**TEXT SEGMENT**

The invention described is suitable for treating a wide range of pain conditions but is particularly suited for chronic pain such as that associated with osteoarthritis and similar disorders of the joints or muscles including chronic tension headache. It may also be used alone, or in association with other analgesic therapy, in the treatment of malignant disorders or where other chronic analgesic therapy is contraindicated. In all these cases, pain rebound can be a problem when short-acting analgesic formulations are used. In a preferred example, two sustained-release paracetamol dose units, each containing 750 - 1000 mg (alone or admixed with other actives) , are administered twice daily. Because of the low incidence of adverse effects to therapeutic doses of paracetamol, the dosage regimen described above can, in most cases, be used for prolonged periods.

Uses of the present invention are not to be restricted to human beings. Rather, formulations containing analgesic compounds in sustained release forms may be administered to any mammal in need thereof. The dosage administered will depend on the analgesic and the mammal to which a formulation is administered. Formulations of sustained release analgesics should be prepared according to recognised art and dosage levels.

Claims (1)

1. CLAIMS : -

   1. A composition comprising at least one analgesic in a dose form adapted for substained release and in a concentration selected to provide an analgesically effective dose at a substantially constant dose rate over at least 8 hours.

   2. A composition according to claim 1 wherein the analgesic is paracetamol, the dose unit contains at least 600 mg of paracetamol and the constant dose rate is from 75 - 400 mg/hr.

   3. A composition according to claim 1 or claim 2 wherein the analgesic is paracetamol and the constant dose rate is from 200 - 300 mg/hr.

   4. A composition according to claim 2 wherein the dose form has from 750 mg to 1500 mg of paracetamol.

**ACTION ITEM**
Answer these questions from the patent excerpt:
1. How often are the two sustained-release paracetamol dose units administered in the preferred example?
2. On what does the administered dosage depend?
3. What constant dose rate range does claim 3 specify?
The rows have no connection to the patent excerpt.

**DATA UNDER STUDY**
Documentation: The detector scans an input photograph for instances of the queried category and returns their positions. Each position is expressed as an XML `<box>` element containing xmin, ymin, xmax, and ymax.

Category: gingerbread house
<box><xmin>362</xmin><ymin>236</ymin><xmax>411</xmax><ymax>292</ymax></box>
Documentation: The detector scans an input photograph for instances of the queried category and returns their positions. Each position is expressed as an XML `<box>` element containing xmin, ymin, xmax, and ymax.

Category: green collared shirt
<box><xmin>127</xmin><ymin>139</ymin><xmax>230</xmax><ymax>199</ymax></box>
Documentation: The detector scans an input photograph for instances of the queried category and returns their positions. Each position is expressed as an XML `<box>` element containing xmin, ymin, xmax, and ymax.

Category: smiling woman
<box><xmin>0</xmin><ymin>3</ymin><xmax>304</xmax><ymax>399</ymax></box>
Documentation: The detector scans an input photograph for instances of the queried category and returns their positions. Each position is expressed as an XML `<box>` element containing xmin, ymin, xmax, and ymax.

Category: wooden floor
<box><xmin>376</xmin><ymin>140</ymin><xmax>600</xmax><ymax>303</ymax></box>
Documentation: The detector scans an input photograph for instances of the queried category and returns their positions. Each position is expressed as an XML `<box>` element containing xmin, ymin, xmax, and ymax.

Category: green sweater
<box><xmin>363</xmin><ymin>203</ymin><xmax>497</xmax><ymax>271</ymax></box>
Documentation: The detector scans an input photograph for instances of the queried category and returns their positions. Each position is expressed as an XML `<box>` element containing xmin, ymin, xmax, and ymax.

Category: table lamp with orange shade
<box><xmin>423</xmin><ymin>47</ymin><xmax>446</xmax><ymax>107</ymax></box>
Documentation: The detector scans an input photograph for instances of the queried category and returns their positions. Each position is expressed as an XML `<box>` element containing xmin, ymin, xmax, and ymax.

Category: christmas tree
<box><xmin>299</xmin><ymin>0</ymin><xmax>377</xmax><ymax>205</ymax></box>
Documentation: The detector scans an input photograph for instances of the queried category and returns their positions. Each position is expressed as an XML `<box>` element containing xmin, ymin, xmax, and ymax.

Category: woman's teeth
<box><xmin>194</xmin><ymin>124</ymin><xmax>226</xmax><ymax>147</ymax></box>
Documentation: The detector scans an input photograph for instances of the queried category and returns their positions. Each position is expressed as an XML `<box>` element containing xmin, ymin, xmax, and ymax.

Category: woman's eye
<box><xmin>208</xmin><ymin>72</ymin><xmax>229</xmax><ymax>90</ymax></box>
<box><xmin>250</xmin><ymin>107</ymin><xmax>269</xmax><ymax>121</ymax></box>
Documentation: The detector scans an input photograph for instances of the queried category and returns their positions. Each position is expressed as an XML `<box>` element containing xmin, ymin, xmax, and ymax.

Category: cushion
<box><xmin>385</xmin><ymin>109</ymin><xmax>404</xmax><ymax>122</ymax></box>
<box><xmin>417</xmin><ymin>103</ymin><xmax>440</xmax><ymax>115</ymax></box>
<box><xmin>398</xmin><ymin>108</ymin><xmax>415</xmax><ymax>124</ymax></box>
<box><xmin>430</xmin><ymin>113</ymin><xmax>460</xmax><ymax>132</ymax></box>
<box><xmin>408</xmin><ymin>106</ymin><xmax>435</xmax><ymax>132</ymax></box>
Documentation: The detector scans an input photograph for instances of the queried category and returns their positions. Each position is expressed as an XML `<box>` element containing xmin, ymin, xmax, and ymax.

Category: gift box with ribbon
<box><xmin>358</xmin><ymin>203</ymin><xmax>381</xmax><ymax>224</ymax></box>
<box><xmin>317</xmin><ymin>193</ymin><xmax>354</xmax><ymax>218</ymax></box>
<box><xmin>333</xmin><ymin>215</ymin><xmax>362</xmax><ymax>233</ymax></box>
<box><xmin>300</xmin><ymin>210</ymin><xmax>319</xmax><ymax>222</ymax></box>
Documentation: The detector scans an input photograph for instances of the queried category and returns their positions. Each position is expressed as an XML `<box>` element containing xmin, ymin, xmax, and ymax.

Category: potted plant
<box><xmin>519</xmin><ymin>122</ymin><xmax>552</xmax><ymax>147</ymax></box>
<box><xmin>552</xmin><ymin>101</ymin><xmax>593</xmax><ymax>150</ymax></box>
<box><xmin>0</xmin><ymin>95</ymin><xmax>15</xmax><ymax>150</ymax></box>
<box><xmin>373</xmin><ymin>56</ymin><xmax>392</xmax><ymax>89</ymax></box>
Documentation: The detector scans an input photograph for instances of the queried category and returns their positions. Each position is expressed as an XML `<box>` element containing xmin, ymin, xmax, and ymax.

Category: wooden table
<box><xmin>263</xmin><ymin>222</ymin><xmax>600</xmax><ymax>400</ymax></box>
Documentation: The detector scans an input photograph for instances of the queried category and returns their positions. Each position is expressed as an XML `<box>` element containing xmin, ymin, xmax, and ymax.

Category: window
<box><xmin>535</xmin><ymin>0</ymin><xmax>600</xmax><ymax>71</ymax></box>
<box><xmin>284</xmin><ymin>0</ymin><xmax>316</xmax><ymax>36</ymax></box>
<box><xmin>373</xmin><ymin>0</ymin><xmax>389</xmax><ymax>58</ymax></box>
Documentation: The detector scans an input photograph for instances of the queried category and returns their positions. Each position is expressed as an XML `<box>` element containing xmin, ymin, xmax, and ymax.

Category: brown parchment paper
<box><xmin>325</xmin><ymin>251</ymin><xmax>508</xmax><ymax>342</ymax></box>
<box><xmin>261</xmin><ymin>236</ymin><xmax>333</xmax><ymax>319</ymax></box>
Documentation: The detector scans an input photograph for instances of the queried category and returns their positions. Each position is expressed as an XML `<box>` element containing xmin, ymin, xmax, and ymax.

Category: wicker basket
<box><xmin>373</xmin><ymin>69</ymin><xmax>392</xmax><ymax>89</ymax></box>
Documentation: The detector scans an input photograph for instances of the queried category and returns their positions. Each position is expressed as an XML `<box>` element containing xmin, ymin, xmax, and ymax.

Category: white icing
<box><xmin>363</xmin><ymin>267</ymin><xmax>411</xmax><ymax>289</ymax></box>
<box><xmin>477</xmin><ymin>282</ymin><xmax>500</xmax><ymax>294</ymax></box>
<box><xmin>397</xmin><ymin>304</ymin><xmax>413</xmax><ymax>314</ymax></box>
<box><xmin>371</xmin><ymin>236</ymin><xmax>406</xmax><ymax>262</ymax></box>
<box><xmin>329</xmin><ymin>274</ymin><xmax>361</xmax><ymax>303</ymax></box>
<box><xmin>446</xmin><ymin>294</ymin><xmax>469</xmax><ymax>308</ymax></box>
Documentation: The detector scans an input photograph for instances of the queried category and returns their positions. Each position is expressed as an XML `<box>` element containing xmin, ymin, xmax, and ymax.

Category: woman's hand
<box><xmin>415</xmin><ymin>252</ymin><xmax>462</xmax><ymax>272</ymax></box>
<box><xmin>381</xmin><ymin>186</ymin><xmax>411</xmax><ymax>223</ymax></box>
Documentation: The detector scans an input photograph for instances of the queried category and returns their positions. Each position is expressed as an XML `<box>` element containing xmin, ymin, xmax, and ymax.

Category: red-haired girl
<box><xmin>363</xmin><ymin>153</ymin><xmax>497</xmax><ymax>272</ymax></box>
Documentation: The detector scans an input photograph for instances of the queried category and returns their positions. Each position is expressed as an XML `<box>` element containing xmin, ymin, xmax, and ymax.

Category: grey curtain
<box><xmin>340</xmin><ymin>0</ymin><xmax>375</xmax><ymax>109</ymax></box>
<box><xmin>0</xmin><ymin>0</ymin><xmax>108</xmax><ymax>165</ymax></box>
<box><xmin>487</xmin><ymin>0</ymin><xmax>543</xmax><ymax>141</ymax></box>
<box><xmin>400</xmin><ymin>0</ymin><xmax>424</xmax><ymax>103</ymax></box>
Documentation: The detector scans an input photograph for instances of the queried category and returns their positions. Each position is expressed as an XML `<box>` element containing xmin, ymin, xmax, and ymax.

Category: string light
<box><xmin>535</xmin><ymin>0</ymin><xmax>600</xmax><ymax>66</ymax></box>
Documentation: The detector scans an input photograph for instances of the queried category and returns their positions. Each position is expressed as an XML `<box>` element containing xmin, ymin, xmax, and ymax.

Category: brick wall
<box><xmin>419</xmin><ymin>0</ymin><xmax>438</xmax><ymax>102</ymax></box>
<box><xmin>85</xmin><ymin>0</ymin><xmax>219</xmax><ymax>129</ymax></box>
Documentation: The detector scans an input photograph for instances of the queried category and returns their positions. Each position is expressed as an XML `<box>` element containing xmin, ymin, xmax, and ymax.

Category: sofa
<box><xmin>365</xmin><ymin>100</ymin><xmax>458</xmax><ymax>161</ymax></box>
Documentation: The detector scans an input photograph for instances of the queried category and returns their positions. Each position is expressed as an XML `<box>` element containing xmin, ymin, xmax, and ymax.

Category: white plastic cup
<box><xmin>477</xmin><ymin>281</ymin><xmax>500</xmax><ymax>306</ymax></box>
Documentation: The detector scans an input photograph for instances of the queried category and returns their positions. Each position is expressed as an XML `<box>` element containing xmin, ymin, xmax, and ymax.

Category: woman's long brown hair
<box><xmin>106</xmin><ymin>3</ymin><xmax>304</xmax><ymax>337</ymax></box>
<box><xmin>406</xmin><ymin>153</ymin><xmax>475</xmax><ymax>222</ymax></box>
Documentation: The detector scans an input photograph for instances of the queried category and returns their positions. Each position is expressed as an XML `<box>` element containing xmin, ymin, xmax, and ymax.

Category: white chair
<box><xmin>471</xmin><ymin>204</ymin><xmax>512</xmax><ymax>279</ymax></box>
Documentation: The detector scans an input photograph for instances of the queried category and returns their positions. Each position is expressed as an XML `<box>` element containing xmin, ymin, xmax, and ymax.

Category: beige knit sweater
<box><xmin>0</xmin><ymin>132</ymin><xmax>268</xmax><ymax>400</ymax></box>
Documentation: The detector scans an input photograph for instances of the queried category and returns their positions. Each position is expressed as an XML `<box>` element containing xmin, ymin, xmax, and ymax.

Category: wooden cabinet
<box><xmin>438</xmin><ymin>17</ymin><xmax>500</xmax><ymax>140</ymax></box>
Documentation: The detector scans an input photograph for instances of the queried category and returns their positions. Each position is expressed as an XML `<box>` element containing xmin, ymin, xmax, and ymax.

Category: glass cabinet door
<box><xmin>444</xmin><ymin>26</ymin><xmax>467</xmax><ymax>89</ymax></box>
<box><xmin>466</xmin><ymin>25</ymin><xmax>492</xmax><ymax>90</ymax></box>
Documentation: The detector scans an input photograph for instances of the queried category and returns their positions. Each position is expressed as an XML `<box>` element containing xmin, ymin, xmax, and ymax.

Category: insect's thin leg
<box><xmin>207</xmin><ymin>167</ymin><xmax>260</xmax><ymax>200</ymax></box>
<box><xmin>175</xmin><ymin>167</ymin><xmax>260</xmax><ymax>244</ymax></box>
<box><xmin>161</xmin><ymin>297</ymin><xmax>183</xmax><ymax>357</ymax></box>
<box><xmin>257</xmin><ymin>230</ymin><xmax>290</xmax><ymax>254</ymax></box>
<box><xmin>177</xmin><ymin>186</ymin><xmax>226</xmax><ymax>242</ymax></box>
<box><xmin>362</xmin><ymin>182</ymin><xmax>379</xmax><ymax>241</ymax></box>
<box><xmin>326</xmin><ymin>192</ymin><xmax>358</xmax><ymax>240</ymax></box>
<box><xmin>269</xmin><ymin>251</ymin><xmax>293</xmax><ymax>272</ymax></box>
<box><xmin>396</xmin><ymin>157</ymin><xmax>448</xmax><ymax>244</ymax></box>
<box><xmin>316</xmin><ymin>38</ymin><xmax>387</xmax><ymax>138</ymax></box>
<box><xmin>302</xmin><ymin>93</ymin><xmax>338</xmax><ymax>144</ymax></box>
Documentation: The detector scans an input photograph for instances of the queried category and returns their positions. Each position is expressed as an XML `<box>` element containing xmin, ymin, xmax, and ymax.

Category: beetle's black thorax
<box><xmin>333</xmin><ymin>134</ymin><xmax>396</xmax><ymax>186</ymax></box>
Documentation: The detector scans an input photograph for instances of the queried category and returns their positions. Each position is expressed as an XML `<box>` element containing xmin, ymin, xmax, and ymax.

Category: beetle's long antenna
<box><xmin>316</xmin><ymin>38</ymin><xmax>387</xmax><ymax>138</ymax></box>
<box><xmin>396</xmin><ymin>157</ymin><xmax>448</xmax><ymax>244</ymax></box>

**COMPLETED TASK**
1. Twice daily.
2. The analgesic and the mammal to which a formulation is administered.
3. From 200 to 300 mg/hr.